Requisitos:
a. Cambia "Manhattan" por "Nueva York" en el fragmento del extracto que va desde "De hecho, su" hasta "las bellas artes.", y escribe ese fragmento de nuevo.
b. Cuenta cuántas líneas de las entradas contienen la palabra "geojson" y responde solo con esa cifra.

Extracto de página:
····················

Washington, Estados Unidos. La vida es demasiado corta como para tomarla en serio", dice José Ramón Andrés, el niño maravilla del Washington gastronómico. "Hay que divertirse todos los días".
Comentarios como ese, a menudo acompañados de una risa pícara, te pueden hacer creer que a Andrés, 35, le importa un pepino su colección de siete restaurantes en y cerca de la capital de la nación. Pero no. Basta con mirarle revolver con una cuchara los pimientos piquillos asados en una cazuela en el restaurante Jaleo y con la elegancia de jefe de comedor de levita, o escucharle explicar los procesos químicos por los que en el Minibar el cloruro de calcio disuelto en agua se transforma mágicamente en un puré de melón en una pequeña y voluptuosa bolsita de cantalupo que estalla deliciosamente en tu boca, todo dulzura, y sal, y no lo olvidarás.
De hecho, su ambición no tiene límites. Un graduado estrella de la cocina de Ferran Adrià, el brillante jefe catalán cuyo restaurante en el puerto al nordeste de Barcelona, El Bulli, contribuyó a desatar la revolución gastronómica española, Andrés aspira a traer a América los frutos de esa revolución. Espera crear el primer restaurante español de primera clase del mundo aquí en Estados Unidos, en Washington o posiblemente en Manhattan.
Parecería un desarrollo apropiado en un momento en que las influencias hispanas se extienden rápidamente en la cultura americana, desde la cultura popular hasta las bellas artes.
"Hace tiempo me pregunté a mí mismo cómo conquistar América", dijo en Jaleo, Andrés, el pletórico chef y empresario, sorbiendo un vaso de meloso Belondrade y un verdejo Lurton de la región de Rueda -y devorando 16 aceitunas en cuatro minutos. "Para mí la respuesta está clara ahora: empezamos con la cocina tradicional española. De ahí progresamos a un nivel más moderno, más innovador. Tomará 20 años, pero la semilla está plantada. Minibar es mi laboratorio de ensayos".
El lenguaje técnico no es accidental. Como Adrià y como Heston Blumenthal de The Fat Duck, cerca de Londres, usa la extrusión y otras técnicas industriales. Trata ingredientes comunes de modos inusuales, envolviendo un cubito de foie gras en un palo de algodón y creando un pudding de semillas de calabacín. Él ‘deconstruye' la sopa de almejas, cociendo un huevo de codorniz a fuego lento durante 20 minutos exactamente a 147 grados Fahrenheit, y luego colocándolo encima de un montoncito de caviar osetra.

····················

Datos proporcionados:
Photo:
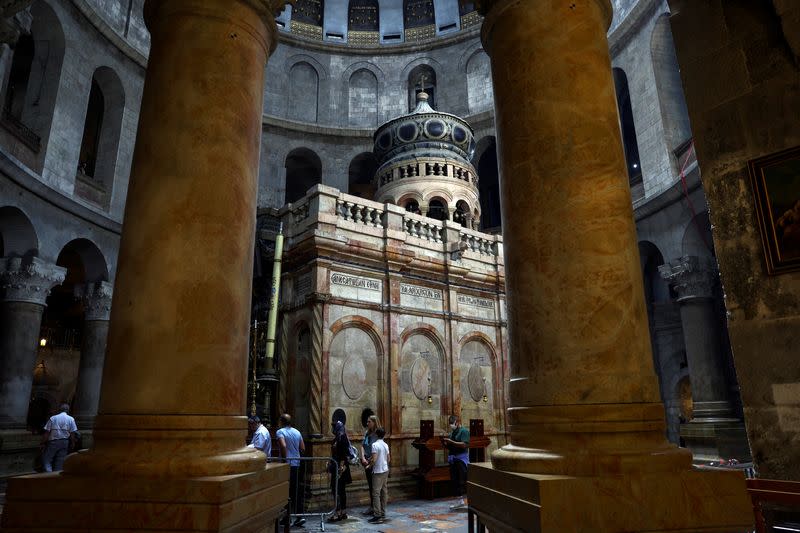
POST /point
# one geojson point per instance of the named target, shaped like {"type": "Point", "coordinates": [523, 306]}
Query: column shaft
{"type": "Point", "coordinates": [20, 323]}
{"type": "Point", "coordinates": [178, 338]}
{"type": "Point", "coordinates": [584, 396]}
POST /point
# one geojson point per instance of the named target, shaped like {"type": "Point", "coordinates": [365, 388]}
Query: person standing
{"type": "Point", "coordinates": [262, 440]}
{"type": "Point", "coordinates": [458, 456]}
{"type": "Point", "coordinates": [380, 477]}
{"type": "Point", "coordinates": [340, 452]}
{"type": "Point", "coordinates": [366, 454]}
{"type": "Point", "coordinates": [291, 448]}
{"type": "Point", "coordinates": [59, 431]}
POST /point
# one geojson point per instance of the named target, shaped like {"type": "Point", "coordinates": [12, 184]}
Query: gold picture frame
{"type": "Point", "coordinates": [776, 188]}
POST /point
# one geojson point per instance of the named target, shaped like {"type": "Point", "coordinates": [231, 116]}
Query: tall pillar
{"type": "Point", "coordinates": [587, 438]}
{"type": "Point", "coordinates": [26, 282]}
{"type": "Point", "coordinates": [715, 431]}
{"type": "Point", "coordinates": [97, 304]}
{"type": "Point", "coordinates": [169, 438]}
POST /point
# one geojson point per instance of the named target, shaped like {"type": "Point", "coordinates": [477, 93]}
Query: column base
{"type": "Point", "coordinates": [241, 502]}
{"type": "Point", "coordinates": [688, 501]}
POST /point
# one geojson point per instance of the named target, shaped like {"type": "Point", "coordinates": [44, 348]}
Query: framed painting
{"type": "Point", "coordinates": [776, 187]}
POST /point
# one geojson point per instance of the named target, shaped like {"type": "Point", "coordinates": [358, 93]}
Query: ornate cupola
{"type": "Point", "coordinates": [424, 166]}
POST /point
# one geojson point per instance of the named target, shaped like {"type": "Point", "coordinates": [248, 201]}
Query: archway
{"type": "Point", "coordinates": [303, 171]}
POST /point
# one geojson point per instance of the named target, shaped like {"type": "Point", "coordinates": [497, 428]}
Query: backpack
{"type": "Point", "coordinates": [352, 455]}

····················

En respuesta:
a.
De hecho, su ambición no tiene límites. Un graduado estrella de la cocina de Ferran Adrià, el brillante jefe catalán cuyo restaurante en el puerto al nordeste de Barcelona, El Bulli, contribuyó a desatar la revolución gastronómica española, Andrés aspira a traer a América los frutos de esa revolución. Espera crear el primer restaurante español de primera clase del mundo aquí en Estados Unidos, en Washington o posiblemente en Nueva York.
Parecería un desarrollo apropiado en un momento en que las influencias hispanas se extienden rápidamente en la cultura americana, desde la cultura popular hasta las bellas artes.

b. 9